* What the task asks *
Emit only the lines from the line containing "Mark every instance of the frog's throat" through the last line of the entries, unchanged.
* Begin Entries shown *
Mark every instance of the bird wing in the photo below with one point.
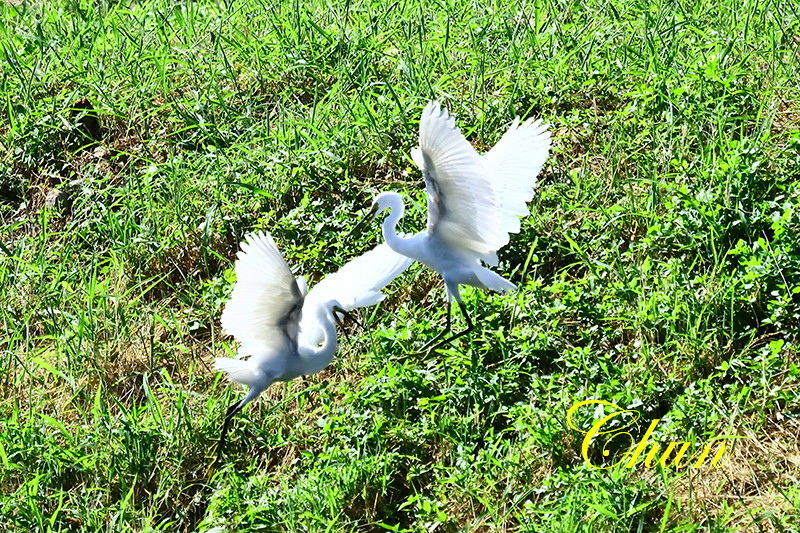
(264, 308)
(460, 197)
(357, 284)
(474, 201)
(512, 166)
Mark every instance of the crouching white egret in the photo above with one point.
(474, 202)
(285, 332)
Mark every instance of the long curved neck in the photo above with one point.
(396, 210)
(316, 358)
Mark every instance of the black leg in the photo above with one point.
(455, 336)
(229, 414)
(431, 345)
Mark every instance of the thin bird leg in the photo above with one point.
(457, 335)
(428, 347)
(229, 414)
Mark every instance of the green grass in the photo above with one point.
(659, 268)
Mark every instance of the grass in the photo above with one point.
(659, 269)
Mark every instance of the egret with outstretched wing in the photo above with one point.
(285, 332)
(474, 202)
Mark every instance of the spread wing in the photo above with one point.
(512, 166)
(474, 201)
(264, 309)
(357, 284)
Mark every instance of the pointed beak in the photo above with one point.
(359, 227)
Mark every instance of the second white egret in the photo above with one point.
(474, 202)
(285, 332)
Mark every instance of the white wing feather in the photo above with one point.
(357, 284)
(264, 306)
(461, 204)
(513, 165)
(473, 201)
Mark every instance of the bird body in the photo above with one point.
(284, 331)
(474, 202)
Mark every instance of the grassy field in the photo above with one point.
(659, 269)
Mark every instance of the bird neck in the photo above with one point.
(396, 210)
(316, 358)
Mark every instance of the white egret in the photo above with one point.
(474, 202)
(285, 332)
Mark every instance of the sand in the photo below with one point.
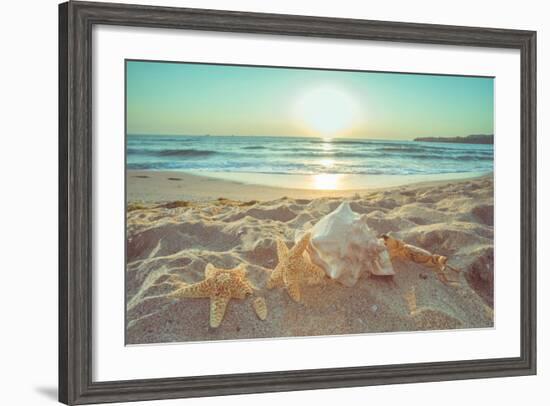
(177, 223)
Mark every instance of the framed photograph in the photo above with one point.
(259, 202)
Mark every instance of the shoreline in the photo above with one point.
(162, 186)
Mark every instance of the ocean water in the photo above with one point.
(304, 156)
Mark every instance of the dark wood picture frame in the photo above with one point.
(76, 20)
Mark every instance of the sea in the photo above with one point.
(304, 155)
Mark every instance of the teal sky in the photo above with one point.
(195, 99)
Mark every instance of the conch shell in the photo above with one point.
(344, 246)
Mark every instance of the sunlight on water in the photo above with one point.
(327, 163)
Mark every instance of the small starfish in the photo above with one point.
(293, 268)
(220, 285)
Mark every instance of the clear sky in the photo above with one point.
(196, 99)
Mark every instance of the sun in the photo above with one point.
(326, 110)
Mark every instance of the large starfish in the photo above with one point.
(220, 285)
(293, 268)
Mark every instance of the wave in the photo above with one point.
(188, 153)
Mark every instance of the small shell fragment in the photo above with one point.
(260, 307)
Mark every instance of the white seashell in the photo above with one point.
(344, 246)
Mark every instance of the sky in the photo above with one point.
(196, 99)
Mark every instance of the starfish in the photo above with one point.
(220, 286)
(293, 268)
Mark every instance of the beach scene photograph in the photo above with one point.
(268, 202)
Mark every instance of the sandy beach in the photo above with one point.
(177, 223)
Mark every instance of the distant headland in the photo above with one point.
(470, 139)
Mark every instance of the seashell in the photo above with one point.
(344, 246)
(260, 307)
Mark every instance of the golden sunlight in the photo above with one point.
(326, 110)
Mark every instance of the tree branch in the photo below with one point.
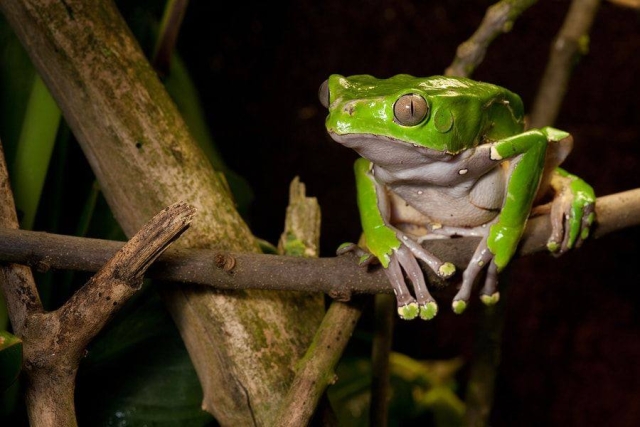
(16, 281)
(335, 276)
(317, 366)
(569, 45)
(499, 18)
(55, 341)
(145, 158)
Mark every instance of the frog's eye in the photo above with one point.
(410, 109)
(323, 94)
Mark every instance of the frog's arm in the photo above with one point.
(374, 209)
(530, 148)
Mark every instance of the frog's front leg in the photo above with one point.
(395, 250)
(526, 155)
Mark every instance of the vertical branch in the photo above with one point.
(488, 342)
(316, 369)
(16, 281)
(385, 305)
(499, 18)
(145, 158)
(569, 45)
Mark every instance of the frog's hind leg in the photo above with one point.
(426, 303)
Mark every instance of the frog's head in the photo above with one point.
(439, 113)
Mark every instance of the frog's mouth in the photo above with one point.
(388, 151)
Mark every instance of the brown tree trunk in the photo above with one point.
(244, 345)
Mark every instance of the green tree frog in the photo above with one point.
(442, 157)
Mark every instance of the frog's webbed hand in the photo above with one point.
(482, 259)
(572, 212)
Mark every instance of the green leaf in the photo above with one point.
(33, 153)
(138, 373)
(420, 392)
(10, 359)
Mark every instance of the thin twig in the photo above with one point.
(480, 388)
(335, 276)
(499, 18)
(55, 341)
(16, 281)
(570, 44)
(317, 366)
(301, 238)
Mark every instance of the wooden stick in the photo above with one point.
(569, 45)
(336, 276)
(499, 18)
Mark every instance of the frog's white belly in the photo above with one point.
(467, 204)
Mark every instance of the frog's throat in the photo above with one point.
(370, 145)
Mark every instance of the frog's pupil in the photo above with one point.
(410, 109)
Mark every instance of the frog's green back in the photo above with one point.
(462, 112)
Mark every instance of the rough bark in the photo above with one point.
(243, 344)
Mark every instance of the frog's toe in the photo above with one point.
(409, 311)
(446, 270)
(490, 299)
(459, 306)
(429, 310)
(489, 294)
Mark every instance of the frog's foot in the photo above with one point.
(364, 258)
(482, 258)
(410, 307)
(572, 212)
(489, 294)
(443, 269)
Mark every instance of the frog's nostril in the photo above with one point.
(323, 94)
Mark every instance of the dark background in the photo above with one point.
* End Entries shown *
* Task solution *
Mark every instance of the frog's throat in the photo above with one point.
(370, 145)
Mark every instance of the frog's pupil in the photo above with one point.
(410, 109)
Mark every instance of the frog's green back in the photo above with one point.
(462, 112)
Mark every instance of the rough bark in the photo above with one point.
(243, 344)
Mark every instance of the frog's toe in the photo above with one point.
(409, 311)
(446, 270)
(490, 299)
(459, 306)
(429, 310)
(489, 294)
Mark every instance of the frog's foot in the photo above with one point.
(364, 258)
(482, 258)
(410, 307)
(572, 212)
(489, 294)
(443, 269)
Mark every instance of the frog's nostril in the photo above with one point.
(323, 94)
Mark every instance of the dark background in the photo above with one point.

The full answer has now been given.